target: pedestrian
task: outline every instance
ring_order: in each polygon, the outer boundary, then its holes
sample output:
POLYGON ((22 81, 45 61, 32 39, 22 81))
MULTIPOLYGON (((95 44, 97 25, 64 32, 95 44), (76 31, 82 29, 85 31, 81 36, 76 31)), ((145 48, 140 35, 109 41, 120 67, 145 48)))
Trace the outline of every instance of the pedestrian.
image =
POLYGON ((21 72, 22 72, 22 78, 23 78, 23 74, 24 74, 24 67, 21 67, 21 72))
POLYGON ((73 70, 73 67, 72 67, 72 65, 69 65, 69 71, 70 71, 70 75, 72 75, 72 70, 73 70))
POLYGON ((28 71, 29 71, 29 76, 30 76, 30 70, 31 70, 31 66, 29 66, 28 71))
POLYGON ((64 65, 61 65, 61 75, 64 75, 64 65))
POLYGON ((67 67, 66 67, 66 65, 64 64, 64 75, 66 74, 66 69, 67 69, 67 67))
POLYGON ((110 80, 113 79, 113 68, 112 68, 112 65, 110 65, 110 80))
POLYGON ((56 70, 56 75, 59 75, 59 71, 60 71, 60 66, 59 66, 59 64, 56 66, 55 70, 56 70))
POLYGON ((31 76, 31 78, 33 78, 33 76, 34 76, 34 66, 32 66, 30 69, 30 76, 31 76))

□ □ □ □

Given task:
Copy the lines above word for word, keeping every character as it appears.

Correct output:
target: pedestrian
task: outline every instance
ring_order: in each polygon, the outer boundary, then its holes
sample output:
POLYGON ((22 81, 45 61, 32 39, 22 81))
MULTIPOLYGON (((95 44, 97 25, 64 32, 95 44), (76 31, 82 29, 85 31, 81 36, 76 31)), ((145 48, 140 35, 109 41, 120 67, 145 48)))
Trace the outline of every instance of the pedestrian.
image =
POLYGON ((21 72, 22 72, 22 78, 23 78, 23 74, 24 74, 24 67, 21 67, 21 72))
POLYGON ((73 70, 73 67, 72 67, 72 65, 69 65, 69 71, 70 71, 70 75, 72 75, 72 70, 73 70))
POLYGON ((28 71, 29 71, 29 76, 30 76, 30 70, 31 70, 31 66, 29 66, 28 71))
POLYGON ((64 65, 61 65, 61 75, 64 75, 64 65))
POLYGON ((67 67, 66 67, 66 65, 64 64, 64 75, 66 74, 66 69, 67 69, 67 67))
POLYGON ((110 80, 113 79, 113 68, 112 68, 112 65, 110 65, 110 80))
POLYGON ((56 70, 56 75, 59 75, 59 71, 60 71, 60 66, 59 66, 59 64, 56 66, 55 70, 56 70))
POLYGON ((31 76, 31 78, 33 78, 33 76, 34 76, 34 66, 32 66, 30 69, 30 76, 31 76))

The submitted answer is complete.